--- Start of Data for the task ---

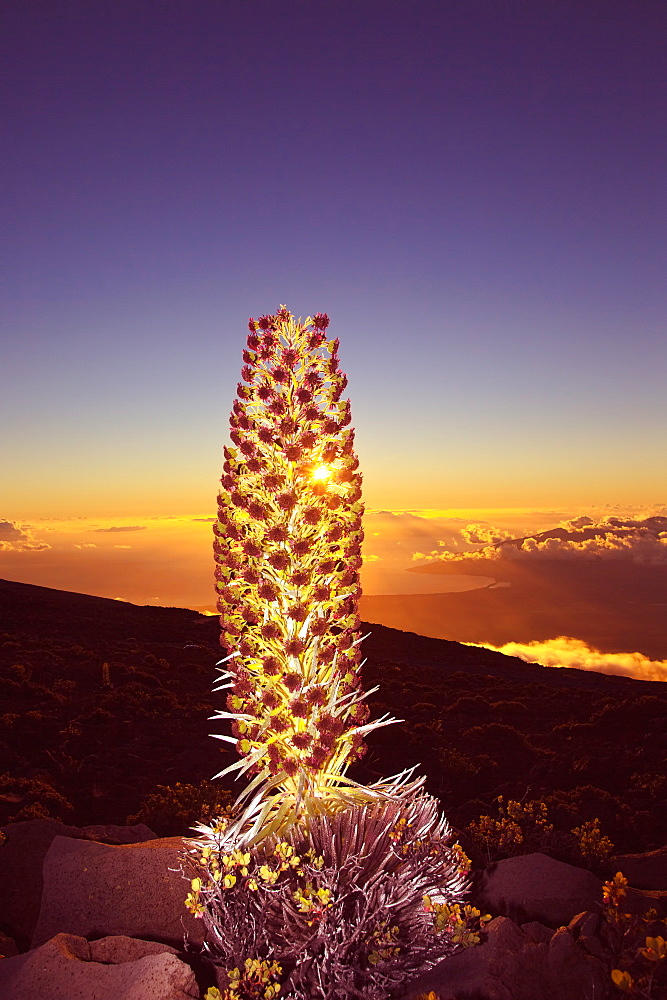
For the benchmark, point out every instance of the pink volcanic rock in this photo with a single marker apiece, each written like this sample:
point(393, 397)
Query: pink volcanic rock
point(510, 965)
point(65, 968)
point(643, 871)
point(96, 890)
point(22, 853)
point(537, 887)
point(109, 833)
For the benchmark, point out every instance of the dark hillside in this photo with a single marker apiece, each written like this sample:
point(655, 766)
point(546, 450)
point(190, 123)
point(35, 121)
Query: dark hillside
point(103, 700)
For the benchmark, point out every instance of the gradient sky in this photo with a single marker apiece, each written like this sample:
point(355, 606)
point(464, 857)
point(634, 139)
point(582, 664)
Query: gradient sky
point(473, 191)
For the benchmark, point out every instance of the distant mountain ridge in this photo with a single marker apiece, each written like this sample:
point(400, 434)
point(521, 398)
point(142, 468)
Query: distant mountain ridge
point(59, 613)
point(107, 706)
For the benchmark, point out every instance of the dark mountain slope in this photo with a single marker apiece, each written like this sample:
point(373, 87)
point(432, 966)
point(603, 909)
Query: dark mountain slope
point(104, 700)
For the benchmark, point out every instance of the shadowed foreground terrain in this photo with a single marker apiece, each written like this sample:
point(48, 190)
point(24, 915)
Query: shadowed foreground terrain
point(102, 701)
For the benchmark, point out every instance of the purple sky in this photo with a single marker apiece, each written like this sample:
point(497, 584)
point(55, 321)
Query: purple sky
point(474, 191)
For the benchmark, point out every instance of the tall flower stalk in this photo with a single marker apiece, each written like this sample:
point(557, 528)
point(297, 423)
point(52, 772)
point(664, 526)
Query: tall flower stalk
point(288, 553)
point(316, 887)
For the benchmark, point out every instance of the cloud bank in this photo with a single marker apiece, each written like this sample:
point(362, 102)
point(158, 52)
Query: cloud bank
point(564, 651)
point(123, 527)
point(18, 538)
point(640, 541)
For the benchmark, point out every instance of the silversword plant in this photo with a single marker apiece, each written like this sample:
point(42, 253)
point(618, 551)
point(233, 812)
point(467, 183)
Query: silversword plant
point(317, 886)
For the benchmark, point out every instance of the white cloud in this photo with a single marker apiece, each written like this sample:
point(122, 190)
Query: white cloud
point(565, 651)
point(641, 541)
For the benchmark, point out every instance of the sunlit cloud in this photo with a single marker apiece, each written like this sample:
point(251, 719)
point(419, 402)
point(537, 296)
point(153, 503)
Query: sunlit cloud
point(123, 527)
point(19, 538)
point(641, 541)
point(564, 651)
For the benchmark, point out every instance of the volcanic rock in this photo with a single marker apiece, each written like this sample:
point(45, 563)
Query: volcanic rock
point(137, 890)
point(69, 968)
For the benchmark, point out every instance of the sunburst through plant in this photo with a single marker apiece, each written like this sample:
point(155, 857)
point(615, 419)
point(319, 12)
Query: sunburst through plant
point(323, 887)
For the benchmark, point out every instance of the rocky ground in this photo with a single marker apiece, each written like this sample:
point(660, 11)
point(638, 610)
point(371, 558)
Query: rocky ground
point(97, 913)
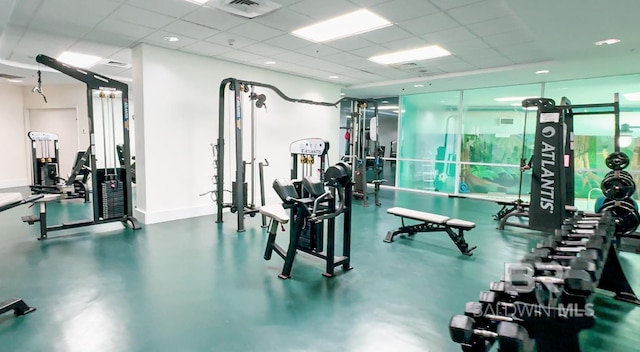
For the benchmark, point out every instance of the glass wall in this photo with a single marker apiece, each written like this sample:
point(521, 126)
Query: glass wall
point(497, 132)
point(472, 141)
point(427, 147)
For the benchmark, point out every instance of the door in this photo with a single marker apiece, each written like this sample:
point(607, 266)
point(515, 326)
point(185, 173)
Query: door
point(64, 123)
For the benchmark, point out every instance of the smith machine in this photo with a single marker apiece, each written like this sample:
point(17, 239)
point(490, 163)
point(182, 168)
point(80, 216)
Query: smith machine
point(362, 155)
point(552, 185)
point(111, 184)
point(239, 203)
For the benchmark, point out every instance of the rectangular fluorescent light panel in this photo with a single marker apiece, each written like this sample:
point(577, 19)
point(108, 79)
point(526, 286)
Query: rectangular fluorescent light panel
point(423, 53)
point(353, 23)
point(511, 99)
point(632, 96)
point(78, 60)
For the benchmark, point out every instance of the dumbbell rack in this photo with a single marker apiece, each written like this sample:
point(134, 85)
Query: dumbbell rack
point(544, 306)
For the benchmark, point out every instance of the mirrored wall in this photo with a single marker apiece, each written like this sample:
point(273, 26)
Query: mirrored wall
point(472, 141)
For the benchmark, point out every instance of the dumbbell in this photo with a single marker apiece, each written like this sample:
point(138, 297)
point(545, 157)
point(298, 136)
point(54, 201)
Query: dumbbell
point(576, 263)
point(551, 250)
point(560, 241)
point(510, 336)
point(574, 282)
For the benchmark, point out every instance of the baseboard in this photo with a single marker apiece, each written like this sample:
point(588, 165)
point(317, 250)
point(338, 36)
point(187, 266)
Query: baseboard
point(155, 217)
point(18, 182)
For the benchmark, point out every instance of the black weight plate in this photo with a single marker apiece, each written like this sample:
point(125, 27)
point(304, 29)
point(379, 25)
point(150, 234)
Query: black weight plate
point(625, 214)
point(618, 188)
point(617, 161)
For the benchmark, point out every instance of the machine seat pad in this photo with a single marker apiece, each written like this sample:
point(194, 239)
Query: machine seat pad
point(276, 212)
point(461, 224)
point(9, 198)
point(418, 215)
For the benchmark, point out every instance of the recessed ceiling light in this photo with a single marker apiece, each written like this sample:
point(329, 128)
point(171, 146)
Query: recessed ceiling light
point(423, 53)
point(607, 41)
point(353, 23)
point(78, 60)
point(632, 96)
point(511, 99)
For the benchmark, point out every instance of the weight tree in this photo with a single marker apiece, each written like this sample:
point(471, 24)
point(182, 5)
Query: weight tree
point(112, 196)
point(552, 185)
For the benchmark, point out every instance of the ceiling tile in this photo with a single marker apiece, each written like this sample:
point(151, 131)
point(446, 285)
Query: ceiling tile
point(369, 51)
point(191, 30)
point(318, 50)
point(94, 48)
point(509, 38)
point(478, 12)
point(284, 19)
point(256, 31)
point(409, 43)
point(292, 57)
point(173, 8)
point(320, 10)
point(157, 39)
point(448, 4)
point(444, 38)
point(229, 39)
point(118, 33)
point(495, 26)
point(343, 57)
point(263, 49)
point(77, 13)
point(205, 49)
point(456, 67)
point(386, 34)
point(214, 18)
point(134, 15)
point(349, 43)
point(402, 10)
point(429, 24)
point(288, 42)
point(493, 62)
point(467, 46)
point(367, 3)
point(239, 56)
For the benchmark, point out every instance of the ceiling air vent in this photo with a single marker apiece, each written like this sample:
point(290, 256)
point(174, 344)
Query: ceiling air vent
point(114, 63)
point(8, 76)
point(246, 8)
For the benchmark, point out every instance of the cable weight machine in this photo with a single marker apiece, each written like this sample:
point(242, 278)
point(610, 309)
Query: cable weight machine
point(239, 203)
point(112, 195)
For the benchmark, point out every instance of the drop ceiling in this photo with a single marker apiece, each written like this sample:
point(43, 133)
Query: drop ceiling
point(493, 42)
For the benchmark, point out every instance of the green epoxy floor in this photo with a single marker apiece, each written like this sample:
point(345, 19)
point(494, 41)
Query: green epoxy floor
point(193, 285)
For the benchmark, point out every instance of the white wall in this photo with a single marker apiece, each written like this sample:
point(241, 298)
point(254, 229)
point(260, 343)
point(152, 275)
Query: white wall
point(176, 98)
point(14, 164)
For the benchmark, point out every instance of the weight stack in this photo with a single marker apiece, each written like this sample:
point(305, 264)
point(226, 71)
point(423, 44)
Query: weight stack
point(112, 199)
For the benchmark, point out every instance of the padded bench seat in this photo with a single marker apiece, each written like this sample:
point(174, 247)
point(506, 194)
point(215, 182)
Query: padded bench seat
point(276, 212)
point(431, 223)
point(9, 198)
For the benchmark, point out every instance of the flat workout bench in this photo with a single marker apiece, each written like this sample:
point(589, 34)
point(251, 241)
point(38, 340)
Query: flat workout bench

--- End of Data for the task ---

§ **Stated problem**: Quote every line of the records above exactly; no picture is to be copied.

§ **Response**:
For the benchmark, point out every instance of the pink volcanic rock in this photo with a single marker apiece, each written like this sample:
point(393, 397)
Query: pink volcanic rock
point(510, 965)
point(65, 968)
point(643, 871)
point(96, 890)
point(22, 853)
point(537, 887)
point(109, 833)
For the benchmark, point out every instance of the dark hillside in this photo with a single marker apiece, each written like this sample:
point(655, 766)
point(546, 450)
point(190, 123)
point(35, 121)
Query: dark hillside
point(103, 700)
For the benchmark, point out every instance of the gradient sky in this photo with a single marker apiece, each written like this sample:
point(355, 606)
point(464, 857)
point(634, 139)
point(582, 664)
Query: gradient sky
point(473, 191)
For the benchmark, point out every instance of the distant mountain ridge in this photo with a single marker apiece, each written like this sample:
point(400, 434)
point(521, 398)
point(142, 468)
Query: distant mountain ridge
point(59, 613)
point(107, 706)
For the benchmark, point out every instance of the dark mountain slope in this photo with a single marker apiece, each written like this sample:
point(373, 87)
point(432, 966)
point(603, 909)
Query: dark mountain slope
point(104, 700)
For the benchmark, point out every instance of the shadowed foreground terrain in this photo with a single marker apiece, each written like this sample:
point(48, 190)
point(24, 915)
Query: shadowed foreground terrain
point(102, 701)
For the benchmark, point out every instance of the purple sky in this photo with a single marker apiece, each written like this sample:
point(497, 584)
point(55, 321)
Query: purple sky
point(474, 191)
For the benchmark, point out every instance of the tall flower stalk in this photo with a single marker apiece, each written like this sample:
point(557, 528)
point(297, 423)
point(52, 772)
point(664, 526)
Query: tall flower stalk
point(288, 553)
point(316, 887)
For the benchmark, point out every instance of the cloud bank in this photo with a single marker apiece, each written like this sample:
point(362, 102)
point(158, 52)
Query: cloud bank
point(564, 651)
point(123, 527)
point(18, 538)
point(640, 541)
For the benchmark, point out every instance of the silversword plant in this photo with a single marker apiece, each written like this sample:
point(42, 253)
point(618, 551)
point(233, 812)
point(467, 183)
Query: silversword plant
point(317, 886)
For the benchmark, point out every instance of the white cloud in this photo with a single marker apiece, each written like this sample:
point(122, 190)
Query: white cloud
point(565, 651)
point(641, 541)
For the benchmark, point out every instance of the sunlit cloud in this photo with a single marker apiece, each written like this sample:
point(251, 719)
point(419, 402)
point(537, 296)
point(153, 503)
Query: sunlit cloud
point(123, 527)
point(19, 538)
point(641, 541)
point(564, 651)
For the benchmark, point out every instance of the volcanic rock in this photo with a single marker apiece, each written like this sample:
point(45, 563)
Query: volcanic rock
point(137, 890)
point(69, 968)
For the benchmark, point out every instance of the sunburst through plant in this photo with a single marker apiece, each written like this sample:
point(155, 857)
point(615, 419)
point(319, 12)
Query: sunburst through plant
point(323, 887)
For the benchmark, point out every instance of the rocky ground in this photo with a single marker apiece, each written like this sample:
point(660, 11)
point(638, 610)
point(371, 558)
Query: rocky ground
point(97, 913)
For the benchmark, point out every instance of the glass wall in this photo with a single marker apiece, each written like this sample:
point(521, 126)
Query: glass wall
point(497, 132)
point(472, 141)
point(427, 147)
For the benchmark, point out every instance of the door in this photo with a single marker apiece, each written like this sample:
point(607, 266)
point(515, 326)
point(185, 173)
Query: door
point(64, 123)
For the benchmark, point out every instance of the smith machine in this photo with a single marker apiece, each written like this sample:
point(17, 239)
point(490, 163)
point(182, 168)
point(80, 216)
Query: smith machine
point(362, 155)
point(552, 185)
point(111, 184)
point(239, 203)
For the benchmark, point out every instance of the rectangular fluorescent light panel in this photo with a single marker apiece, each written like this sample:
point(577, 19)
point(108, 79)
point(526, 286)
Query: rectangular fluorescent light panel
point(423, 53)
point(353, 23)
point(511, 99)
point(632, 96)
point(78, 60)
For the benchmark, point out every instance of the dumbbell rack in this photo with a single marker apiece, each written like this sample:
point(134, 85)
Query: dumbbell rack
point(544, 306)
For the benchmark, point out every instance of the mirrored wall in this photo with a single marker apiece, each written like this sample:
point(273, 26)
Query: mirrored wall
point(472, 141)
For the benchmark, point out every instance of the dumbbell in this photo with a single marker apiece, each written like this sample:
point(138, 297)
point(545, 157)
point(298, 136)
point(54, 201)
Query: dumbbell
point(576, 263)
point(551, 250)
point(560, 241)
point(510, 336)
point(574, 282)
For the benchmark, point out every instance of the baseboard in this photo with a single marker apiece, each written like this sample:
point(588, 165)
point(317, 250)
point(338, 36)
point(187, 266)
Query: baseboard
point(155, 217)
point(18, 182)
For the benchmark, point out every instance of the black weight plate in this photo with a single marker apiece, each written like this sample:
point(125, 27)
point(304, 29)
point(379, 25)
point(150, 234)
Query: black weight plate
point(625, 214)
point(618, 188)
point(617, 161)
For the benchmark, point out every instance of the machine seat pad in this photo with a single marker apiece, each written like this sample:
point(194, 239)
Query: machine seat pad
point(276, 212)
point(461, 224)
point(9, 198)
point(418, 215)
For the benchmark, point out every instance of the recessed ceiling light in this photo with a single marker apiece, each written like this sample:
point(329, 128)
point(171, 146)
Query: recessed ceiling light
point(423, 53)
point(607, 41)
point(353, 23)
point(78, 60)
point(632, 96)
point(511, 99)
For the benchmark, point out every instance of the weight tree in this photo with a single marker apiece, each written like this sample:
point(471, 24)
point(182, 5)
Query: weight tree
point(112, 196)
point(552, 185)
For the benchmark, point out every instance of the ceiling tile in this photo with a single marker apiece, each written like this sample:
point(151, 131)
point(446, 285)
Query: ceiling tile
point(369, 51)
point(191, 30)
point(318, 50)
point(94, 48)
point(509, 38)
point(478, 12)
point(284, 19)
point(256, 31)
point(409, 43)
point(292, 57)
point(173, 8)
point(320, 10)
point(157, 39)
point(448, 4)
point(444, 38)
point(229, 39)
point(118, 33)
point(495, 26)
point(343, 57)
point(263, 49)
point(77, 13)
point(205, 49)
point(456, 67)
point(386, 34)
point(214, 18)
point(134, 15)
point(349, 43)
point(402, 10)
point(429, 24)
point(288, 42)
point(493, 62)
point(467, 46)
point(367, 3)
point(239, 56)
For the benchmark, point out every instance of the ceiling air vent in this photo with a single marker apiece, each written like this sample:
point(290, 256)
point(174, 344)
Query: ceiling air vent
point(114, 63)
point(8, 76)
point(246, 8)
For the benchmark, point out every instance of the cable weight machine in this photo with a single marker apiece, each written like this sample:
point(242, 278)
point(610, 309)
Query: cable weight machine
point(239, 203)
point(112, 195)
For the benchmark, point out every instance of the drop ceiling in this photo with a single marker apiece, each written like this sample:
point(43, 133)
Query: drop ceiling
point(493, 42)
For the benchmark, point out every instance of the green epoxy floor in this photo with a single marker apiece, each written like this sample:
point(345, 19)
point(494, 41)
Query: green epoxy floor
point(193, 285)
For the benchmark, point out every instance of the white wall in this photo with a single marker apiece, each written like this sample:
point(241, 298)
point(254, 229)
point(260, 343)
point(152, 275)
Query: white wall
point(176, 98)
point(14, 164)
For the benchmark, point out every instance of the weight stack in this photo with a single marker apiece, each written like this sample:
point(305, 264)
point(226, 71)
point(423, 44)
Query: weight stack
point(112, 199)
For the benchmark, point out every instance of the padded bench seat in this photo with a single marker apiece, each written like this sample:
point(174, 247)
point(506, 194)
point(215, 182)
Query: padded bench seat
point(276, 212)
point(431, 223)
point(9, 198)
For the benchmark, point out every instance of the flat workout bench in this photo with a single marker apiece, each written like this sample:
point(589, 34)
point(251, 241)
point(38, 340)
Query: flat workout bench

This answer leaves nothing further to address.